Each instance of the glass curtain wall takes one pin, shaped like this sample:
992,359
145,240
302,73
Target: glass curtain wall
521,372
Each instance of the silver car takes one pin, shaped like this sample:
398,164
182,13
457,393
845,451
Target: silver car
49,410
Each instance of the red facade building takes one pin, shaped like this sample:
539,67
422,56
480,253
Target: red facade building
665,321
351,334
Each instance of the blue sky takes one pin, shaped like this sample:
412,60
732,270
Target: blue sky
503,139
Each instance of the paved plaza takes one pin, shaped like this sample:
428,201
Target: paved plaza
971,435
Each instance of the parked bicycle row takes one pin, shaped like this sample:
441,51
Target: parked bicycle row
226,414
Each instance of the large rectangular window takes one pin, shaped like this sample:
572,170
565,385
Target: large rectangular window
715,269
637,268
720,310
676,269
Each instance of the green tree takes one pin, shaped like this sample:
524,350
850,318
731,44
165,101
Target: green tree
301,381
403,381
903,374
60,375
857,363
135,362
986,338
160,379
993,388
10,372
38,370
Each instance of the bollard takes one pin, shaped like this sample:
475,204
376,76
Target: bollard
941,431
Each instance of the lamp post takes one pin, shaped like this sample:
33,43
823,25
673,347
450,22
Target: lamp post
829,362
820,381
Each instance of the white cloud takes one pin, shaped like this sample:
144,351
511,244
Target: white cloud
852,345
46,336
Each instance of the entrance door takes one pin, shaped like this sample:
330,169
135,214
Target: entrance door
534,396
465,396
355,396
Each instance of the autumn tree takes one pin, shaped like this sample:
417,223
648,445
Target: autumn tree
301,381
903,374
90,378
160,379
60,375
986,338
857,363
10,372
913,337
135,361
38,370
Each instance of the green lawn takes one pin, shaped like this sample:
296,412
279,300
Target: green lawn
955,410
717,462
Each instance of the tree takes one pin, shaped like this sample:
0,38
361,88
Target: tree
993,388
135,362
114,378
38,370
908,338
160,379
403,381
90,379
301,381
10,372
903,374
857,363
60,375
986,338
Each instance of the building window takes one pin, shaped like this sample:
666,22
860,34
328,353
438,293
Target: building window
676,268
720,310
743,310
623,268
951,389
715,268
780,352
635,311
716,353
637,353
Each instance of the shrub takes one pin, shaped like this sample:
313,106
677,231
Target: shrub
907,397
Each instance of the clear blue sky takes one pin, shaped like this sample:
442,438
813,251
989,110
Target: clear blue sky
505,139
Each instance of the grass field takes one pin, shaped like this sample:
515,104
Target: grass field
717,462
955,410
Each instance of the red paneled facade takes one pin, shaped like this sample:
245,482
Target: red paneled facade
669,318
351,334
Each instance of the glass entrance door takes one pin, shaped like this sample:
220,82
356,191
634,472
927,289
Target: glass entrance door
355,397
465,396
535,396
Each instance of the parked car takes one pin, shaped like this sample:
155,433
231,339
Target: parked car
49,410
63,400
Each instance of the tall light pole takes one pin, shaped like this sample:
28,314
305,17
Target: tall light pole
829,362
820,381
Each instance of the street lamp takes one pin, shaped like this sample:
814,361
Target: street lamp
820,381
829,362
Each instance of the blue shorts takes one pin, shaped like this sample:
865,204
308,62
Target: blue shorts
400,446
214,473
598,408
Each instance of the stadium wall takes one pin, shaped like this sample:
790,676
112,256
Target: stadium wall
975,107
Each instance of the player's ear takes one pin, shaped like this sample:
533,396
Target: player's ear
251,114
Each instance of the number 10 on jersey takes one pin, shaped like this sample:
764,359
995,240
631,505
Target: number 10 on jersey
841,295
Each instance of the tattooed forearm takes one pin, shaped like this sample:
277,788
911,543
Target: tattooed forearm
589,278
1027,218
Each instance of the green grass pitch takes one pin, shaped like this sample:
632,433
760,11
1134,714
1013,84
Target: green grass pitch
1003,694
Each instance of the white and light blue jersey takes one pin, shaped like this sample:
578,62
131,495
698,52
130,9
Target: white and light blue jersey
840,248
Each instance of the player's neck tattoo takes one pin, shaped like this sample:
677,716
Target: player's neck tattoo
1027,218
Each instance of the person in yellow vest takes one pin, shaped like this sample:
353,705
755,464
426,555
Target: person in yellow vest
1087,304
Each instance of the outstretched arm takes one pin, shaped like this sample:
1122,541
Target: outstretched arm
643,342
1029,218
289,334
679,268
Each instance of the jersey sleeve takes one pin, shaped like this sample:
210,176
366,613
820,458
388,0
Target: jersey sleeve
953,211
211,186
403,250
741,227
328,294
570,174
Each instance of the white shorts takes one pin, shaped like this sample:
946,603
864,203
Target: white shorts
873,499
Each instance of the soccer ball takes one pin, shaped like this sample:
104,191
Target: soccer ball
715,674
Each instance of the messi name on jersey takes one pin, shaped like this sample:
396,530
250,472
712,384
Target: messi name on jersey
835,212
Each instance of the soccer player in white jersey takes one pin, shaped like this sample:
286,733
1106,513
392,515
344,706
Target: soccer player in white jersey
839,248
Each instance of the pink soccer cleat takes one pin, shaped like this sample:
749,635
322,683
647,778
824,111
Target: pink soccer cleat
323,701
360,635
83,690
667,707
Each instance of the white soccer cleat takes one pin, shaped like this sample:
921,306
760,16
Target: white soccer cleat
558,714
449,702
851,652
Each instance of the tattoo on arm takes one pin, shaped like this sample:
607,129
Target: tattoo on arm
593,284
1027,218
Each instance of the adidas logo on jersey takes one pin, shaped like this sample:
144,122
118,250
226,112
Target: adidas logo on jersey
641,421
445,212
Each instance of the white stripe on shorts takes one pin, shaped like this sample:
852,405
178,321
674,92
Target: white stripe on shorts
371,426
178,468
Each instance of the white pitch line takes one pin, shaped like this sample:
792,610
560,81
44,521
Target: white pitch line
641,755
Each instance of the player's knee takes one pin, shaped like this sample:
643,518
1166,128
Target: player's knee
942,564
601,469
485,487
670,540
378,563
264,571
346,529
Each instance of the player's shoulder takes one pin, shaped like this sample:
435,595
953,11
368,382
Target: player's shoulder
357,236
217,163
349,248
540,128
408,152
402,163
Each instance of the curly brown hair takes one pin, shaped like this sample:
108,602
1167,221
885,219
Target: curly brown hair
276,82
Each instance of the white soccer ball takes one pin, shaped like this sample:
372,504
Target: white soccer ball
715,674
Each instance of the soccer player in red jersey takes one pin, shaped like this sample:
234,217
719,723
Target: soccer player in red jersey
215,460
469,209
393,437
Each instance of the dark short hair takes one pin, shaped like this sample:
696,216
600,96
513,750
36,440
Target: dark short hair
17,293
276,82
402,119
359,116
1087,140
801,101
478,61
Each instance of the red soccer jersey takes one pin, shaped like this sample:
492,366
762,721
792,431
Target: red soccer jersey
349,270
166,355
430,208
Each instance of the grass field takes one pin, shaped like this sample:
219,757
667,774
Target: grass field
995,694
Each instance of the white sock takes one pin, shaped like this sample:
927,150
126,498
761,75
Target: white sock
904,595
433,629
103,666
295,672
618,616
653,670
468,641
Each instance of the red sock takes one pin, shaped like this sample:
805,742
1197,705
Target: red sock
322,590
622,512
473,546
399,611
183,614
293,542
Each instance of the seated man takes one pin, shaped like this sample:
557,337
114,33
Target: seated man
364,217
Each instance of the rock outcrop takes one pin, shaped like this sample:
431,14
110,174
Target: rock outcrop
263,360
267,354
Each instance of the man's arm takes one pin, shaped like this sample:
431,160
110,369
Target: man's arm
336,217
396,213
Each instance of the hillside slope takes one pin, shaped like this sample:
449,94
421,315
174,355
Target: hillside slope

□ □ □ □ □ □ □

• _GIVEN REQUEST_: Produce an exact copy of the whole listing.

• _COMPLETE RESPONSE_:
Each instance of the glass curtain wall takes one pin, shaped like this sample:
992,359
145,240
302,73
Target: glass curtain wall
521,372
Each instance of the silver car takes one pin, shaped like this sample:
398,164
182,13
457,393
845,451
Target: silver car
49,410
Each instance of the red facade building takes one pin, shaped like this sample:
539,67
422,56
480,253
Target: red facade building
665,321
351,334
Each instance of the blue sky takes one pin, shaped like this sample:
412,60
732,270
Target: blue sky
503,139
Each instance of the paved plaza takes one pin, shaped like this sample:
428,201
Target: paved plaza
971,435
Each instance of the parked bicycle row takes one pin, shaped like this sample:
441,51
Target: parked bicycle row
226,414
Each instance of the large rectangular window takes one pin, shaped like this sample:
572,170
565,385
Target: large rectangular window
715,269
637,268
720,310
676,269
Each instance of the green tree takes one pin, shaped like this sample:
524,350
850,318
731,44
165,101
Target: green tree
301,381
403,381
903,374
60,375
857,363
135,362
986,338
160,379
993,388
10,372
38,370
Each instance of the bollard takes one pin, shaped like this sample:
475,204
376,76
Target: bollard
941,431
Each instance of the lamp post takes one pin, shaped like this sample:
33,43
823,25
673,347
450,22
Target: lamp post
829,362
820,381
Each instance of the white cloud takes one pin, shaped like this sample:
144,351
511,244
Target: white cloud
852,345
46,336
Each instance of the entrance door takes one pin, shaped like this sample:
330,169
135,214
Target: entrance door
534,396
465,396
355,396
Each instance of the autumn tree takes one pin, shaped like this sample:
417,223
648,445
Target: autumn tree
301,381
903,374
90,378
160,379
60,375
986,338
857,363
10,372
913,337
135,361
38,370
Each instance of the green lawn takes one pin, shaped like this sample:
296,412
279,300
Target: green lawn
955,410
717,462
Each instance of the tree takes one pin, shaped like this sample:
0,38
361,88
Target: tree
993,388
135,362
114,378
38,370
908,338
160,379
403,381
90,379
301,381
10,372
903,374
857,363
60,375
986,338
Each instance of the building window takes one pin, shaped like this sample:
666,22
860,34
328,353
438,293
Target: building window
676,268
720,310
743,310
623,268
951,389
715,268
780,352
635,311
716,353
637,353
Each instance of the shrub takes one pin, shaped like this sample:
313,106
677,231
Target: shrub
907,397
Each instance of the clear blue sky takes one pin, shaped like this sample:
442,438
813,251
989,110
Target: clear blue sky
505,139
Each instance of the grass field takes one pin, shaped like this sample:
515,104
Target: grass field
717,462
955,410
Each instance of the red paneled facade takes one pin, shaped like this sample:
245,482
Target: red paneled facade
669,318
351,334
Each instance of the glass entrance door takes one pin, shaped like this sample:
220,82
356,191
634,472
927,289
Target: glass entrance door
355,397
465,396
535,396
Each instance of the parked car takes one pin, shaped like this sample:
155,433
231,339
Target: parked car
49,410
63,400
Each instance of the tall light pole takes one pin, shaped like this sample:
28,314
305,17
Target: tall light pole
829,362
820,381
Each instance of the street lamp takes one pin, shaped like this sample:
814,361
Target: street lamp
820,381
829,362
Each instance of the blue shorts takes one pin, shaped like this sample:
865,204
308,62
Target: blue shorts
400,446
214,473
598,408
Each instance of the stadium wall takes one pin, shaped like this sample:
790,676
112,256
Target: stadium wall
975,107
Each instance of the player's ear takes one pin, shaped like this sample:
533,396
Target: player's ear
251,114
Each instance of the number 10 on jersey takes one pin, shaped like this sample:
764,359
995,240
631,505
Target: number 10 on jersey
841,295
Each instance of the tattooed forearm takes one pin, shaped like this sample:
277,788
911,543
Target: tattooed forearm
589,278
1027,218
Each instance of the green grass pitch takes one pin, shaped like this sample:
632,433
760,11
1134,714
1013,84
Target: green grass pitch
1003,694
Each instance of the white and light blue jersey takes one pin, shaped like this sample:
578,62
131,495
698,52
130,9
Target: white and light blue jersey
840,248
Each instance of the player's neck tattoo takes one pin, shaped like this sample:
677,716
Target: player's neck tattoo
1027,218
Each instance of the person in yellow vest takes one pin, shaped like this sample:
353,705
755,464
426,555
Target: person in yellow vest
1087,304
Each instance of the outstretched arm takes one pin, shaped like this sample:
1122,541
Target: outstretched arm
643,342
1029,218
289,334
679,268
Each instance of the jersey sleeve takes one pin, shaped like this sample:
210,176
366,613
820,458
388,0
Target: jersey sleeve
953,211
211,186
403,250
741,227
328,294
570,174
Each instance of the white shorts takes one pin, shaped like this sample:
946,603
864,203
Target: white shorts
873,499
Each instance of the soccer ball takes one pin, shaped like this sample:
104,191
Target: soccer ball
715,674
Each instance of the messi name on jersey takes one pin, shaped like this sample:
396,530
250,472
712,384
Target: messi name on jersey
835,212
Each instance of the soccer player in white jersey takes one pin, shaped like this sample:
286,733
1106,513
392,515
344,706
Target: soccer player in white jersey
839,248
Each instance of the pink soccer cleat takes one pin, shaped like this sample:
749,635
322,683
647,778
824,111
Target: pink soccer cleat
323,701
360,635
83,690
667,707
Each instance of the white soccer cleat takes one pin, shaped like this sample:
921,306
760,16
Target: white soccer cleat
558,714
449,702
851,652
Each instance of the tattoo on arm takes one pin, shaped like this sample:
607,129
Target: tattoo on arm
593,284
1027,218
Each instance of the adidas logo on jersey takes one pin, shaped like this sample:
144,122
118,250
226,112
Target: adidas logo on jersey
641,421
445,212
Each instance of the white stripe on shorts takes one pin, shaped like this sample:
852,405
178,321
674,92
Target: white stripe on shorts
371,426
178,468
Each instance of the white pitch line takes one pin, shaped like this sample:
792,610
560,81
44,521
Target: white pitch line
641,755
Each instance of the player's knee takes one pin, shaped like this sample:
643,518
1166,128
Target: player's knee
942,564
601,469
485,487
670,540
378,563
264,571
346,529
Each instance of the player's shoulder takes one pin, shaped like this sample:
435,595
953,11
368,382
Target: player's shoulder
357,236
217,163
349,248
540,128
408,152
402,163
Each instance of the curly brown hair takes one pin, shaped like this sample:
108,602
1167,221
885,219
Target: curly brown hair
276,82
Each instance of the white soccer ball takes one pin, shaped like this sample:
372,504
Target: white soccer ball
715,674
Each instance of the soccer player in red jersey takes one pin, shaped like this sample:
234,217
719,723
Target: soccer player in red jersey
215,460
469,209
393,437
Each instance of the dark short hair takes one pin, shaped like this sample:
696,216
600,96
513,750
36,440
Target: dark short hair
17,293
276,82
402,119
359,116
1087,140
801,101
478,61
Each instance of the red soccer jersey takes one pin, shaped like this sample:
492,366
762,721
792,431
Target: red soccer jersey
349,270
166,355
430,208
Each instance of the grass field takes one pin, shaped like this sample:
219,757
667,774
Target: grass field
995,694
Each instance of the white sock takes one pin, shaped like this sample:
927,150
126,498
761,75
Target: white sock
904,595
433,629
103,666
295,672
618,616
653,670
468,641
Each instance of the red sock takes one pin, shaped like this sample:
805,742
1197,705
Target: red sock
322,590
622,512
473,546
399,611
183,614
293,542
Each instance of the seated man takes one pin, shaped like this sample:
557,337
114,33
Target: seated man
364,217
Each instance of the rock outcrop takes one pin, shaped like this sample:
431,14
110,174
Target: rock outcrop
263,360
267,354
Each instance of the man's arm takes one pin, shaped like this sample:
431,160
110,369
Target: man's arm
336,217
396,213
Each instance of the hillside slope takes one pin, shaped like this sample:
449,94
421,315
174,355
Target: hillside slope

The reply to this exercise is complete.